• Work task: Nothing should appear in the answer except the lines from the one containing "In the picture above, where can the fish eye" through the end of the records below, written out exactly.

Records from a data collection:
#####
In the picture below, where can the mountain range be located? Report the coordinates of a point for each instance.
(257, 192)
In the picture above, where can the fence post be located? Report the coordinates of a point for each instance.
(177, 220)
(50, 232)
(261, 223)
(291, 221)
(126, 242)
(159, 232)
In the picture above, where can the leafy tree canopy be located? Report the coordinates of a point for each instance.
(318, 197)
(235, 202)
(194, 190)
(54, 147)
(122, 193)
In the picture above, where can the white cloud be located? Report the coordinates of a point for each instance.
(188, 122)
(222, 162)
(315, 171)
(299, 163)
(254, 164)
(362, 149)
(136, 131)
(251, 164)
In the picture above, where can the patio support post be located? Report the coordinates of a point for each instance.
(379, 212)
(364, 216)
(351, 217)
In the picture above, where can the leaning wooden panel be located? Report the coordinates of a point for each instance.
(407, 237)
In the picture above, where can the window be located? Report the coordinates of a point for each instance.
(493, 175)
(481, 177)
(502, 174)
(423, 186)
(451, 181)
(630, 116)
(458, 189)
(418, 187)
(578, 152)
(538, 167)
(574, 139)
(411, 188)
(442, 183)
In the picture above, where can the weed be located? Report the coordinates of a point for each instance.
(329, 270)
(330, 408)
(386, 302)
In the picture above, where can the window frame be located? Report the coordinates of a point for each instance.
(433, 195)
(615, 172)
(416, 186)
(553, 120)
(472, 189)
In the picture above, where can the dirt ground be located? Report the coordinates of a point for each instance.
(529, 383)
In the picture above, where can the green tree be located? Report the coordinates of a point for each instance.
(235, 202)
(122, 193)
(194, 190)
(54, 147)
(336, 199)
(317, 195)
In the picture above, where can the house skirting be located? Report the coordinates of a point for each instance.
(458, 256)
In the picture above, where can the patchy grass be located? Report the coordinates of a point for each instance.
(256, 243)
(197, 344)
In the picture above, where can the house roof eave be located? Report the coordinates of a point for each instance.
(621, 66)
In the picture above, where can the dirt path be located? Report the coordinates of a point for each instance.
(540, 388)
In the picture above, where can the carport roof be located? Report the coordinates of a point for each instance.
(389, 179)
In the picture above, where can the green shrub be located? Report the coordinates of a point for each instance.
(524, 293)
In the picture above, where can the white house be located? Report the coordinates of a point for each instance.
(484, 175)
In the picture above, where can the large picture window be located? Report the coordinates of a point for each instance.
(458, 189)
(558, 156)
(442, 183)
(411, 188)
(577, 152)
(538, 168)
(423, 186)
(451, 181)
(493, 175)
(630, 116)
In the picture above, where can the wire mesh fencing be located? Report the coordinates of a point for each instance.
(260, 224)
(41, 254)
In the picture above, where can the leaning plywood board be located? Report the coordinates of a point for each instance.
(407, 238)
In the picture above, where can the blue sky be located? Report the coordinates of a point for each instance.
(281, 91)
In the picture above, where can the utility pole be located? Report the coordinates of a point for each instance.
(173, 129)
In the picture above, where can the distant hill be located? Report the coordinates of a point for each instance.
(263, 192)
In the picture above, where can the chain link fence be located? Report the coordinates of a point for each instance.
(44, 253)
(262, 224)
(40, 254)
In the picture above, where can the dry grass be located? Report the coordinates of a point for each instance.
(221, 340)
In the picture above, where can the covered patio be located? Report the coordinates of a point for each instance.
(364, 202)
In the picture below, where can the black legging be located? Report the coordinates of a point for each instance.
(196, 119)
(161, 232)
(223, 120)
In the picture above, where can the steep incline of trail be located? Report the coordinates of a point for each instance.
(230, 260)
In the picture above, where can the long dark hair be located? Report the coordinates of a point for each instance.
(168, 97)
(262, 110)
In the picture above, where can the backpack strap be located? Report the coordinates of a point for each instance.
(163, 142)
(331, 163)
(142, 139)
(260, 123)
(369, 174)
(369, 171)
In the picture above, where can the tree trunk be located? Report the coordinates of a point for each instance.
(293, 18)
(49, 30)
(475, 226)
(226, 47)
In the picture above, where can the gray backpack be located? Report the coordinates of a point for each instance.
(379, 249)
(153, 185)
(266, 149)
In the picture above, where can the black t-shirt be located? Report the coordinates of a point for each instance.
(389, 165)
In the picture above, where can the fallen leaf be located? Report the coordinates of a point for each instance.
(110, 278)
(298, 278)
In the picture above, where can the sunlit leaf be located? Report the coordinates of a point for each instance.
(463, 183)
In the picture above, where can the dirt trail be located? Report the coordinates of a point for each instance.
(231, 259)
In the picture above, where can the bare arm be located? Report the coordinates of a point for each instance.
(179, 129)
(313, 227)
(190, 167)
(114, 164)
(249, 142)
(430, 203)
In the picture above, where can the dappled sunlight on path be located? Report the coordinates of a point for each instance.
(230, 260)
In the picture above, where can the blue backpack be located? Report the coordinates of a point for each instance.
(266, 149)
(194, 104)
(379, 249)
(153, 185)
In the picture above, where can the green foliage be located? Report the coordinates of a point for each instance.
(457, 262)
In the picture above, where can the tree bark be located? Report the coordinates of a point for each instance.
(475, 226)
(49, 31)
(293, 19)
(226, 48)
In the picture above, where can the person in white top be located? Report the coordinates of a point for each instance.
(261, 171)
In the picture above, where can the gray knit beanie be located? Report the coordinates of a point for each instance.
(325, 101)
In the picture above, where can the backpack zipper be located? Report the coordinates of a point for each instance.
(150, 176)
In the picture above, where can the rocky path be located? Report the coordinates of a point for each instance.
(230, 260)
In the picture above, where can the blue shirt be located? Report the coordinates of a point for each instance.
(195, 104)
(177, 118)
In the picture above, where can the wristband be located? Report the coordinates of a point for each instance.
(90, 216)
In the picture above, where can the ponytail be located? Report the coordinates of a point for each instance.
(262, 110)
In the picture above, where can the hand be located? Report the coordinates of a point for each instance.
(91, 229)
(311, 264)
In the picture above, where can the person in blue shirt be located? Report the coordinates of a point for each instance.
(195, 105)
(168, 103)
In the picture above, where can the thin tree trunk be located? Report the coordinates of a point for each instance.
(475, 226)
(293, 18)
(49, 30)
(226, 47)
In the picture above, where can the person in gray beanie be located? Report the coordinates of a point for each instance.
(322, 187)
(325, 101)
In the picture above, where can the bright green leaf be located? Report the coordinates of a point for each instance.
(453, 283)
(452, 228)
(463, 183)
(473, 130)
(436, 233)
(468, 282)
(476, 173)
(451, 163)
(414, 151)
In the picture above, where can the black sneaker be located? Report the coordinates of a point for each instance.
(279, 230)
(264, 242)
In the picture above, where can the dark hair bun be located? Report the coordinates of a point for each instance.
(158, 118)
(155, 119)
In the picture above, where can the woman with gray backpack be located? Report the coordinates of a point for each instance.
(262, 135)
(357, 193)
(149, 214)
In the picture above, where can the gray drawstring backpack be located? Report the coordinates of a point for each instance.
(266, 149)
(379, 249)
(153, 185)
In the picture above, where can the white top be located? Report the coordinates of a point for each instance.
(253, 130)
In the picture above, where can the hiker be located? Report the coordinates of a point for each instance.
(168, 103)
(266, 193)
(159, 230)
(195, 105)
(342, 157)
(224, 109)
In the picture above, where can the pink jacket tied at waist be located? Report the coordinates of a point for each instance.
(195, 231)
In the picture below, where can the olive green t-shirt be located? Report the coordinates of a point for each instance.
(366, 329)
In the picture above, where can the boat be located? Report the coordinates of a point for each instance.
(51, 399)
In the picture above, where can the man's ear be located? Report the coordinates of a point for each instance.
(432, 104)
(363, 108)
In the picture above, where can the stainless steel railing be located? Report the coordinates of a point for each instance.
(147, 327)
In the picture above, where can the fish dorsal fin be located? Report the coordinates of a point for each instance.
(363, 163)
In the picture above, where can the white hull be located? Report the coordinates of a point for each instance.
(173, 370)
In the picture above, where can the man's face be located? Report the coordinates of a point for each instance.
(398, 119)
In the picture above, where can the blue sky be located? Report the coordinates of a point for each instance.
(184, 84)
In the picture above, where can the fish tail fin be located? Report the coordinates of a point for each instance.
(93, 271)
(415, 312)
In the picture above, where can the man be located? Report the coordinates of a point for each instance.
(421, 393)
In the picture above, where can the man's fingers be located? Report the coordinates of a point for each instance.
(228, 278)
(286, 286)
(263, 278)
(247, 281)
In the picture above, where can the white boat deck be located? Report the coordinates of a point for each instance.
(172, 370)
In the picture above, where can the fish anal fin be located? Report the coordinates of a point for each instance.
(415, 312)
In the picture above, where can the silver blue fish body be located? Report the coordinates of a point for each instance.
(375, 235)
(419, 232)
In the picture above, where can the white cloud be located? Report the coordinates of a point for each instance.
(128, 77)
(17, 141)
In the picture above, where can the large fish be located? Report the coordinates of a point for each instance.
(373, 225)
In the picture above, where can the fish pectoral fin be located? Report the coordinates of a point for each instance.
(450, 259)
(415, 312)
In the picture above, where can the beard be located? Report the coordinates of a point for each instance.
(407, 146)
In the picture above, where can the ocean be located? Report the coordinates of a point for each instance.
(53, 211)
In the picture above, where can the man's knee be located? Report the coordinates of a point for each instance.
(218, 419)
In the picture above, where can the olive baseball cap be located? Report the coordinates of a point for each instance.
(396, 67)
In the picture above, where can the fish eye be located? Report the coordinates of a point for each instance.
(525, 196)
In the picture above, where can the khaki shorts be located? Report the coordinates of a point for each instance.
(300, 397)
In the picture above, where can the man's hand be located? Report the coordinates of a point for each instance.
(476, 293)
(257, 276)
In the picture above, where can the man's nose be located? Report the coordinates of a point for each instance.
#####
• Your solution:
In the picture above, where can the fish eye be located? Report the coordinates of a point for each instance.
(525, 196)
In the picture above, where can the khaki shorts be located? Report the coordinates of a point for each instance.
(300, 397)
In the picture above, where can the man's hand be located? Report the coordinates of a point for each instance.
(476, 293)
(257, 276)
In the picture above, where can the man's nose be located? Report the coordinates of a point for each instance.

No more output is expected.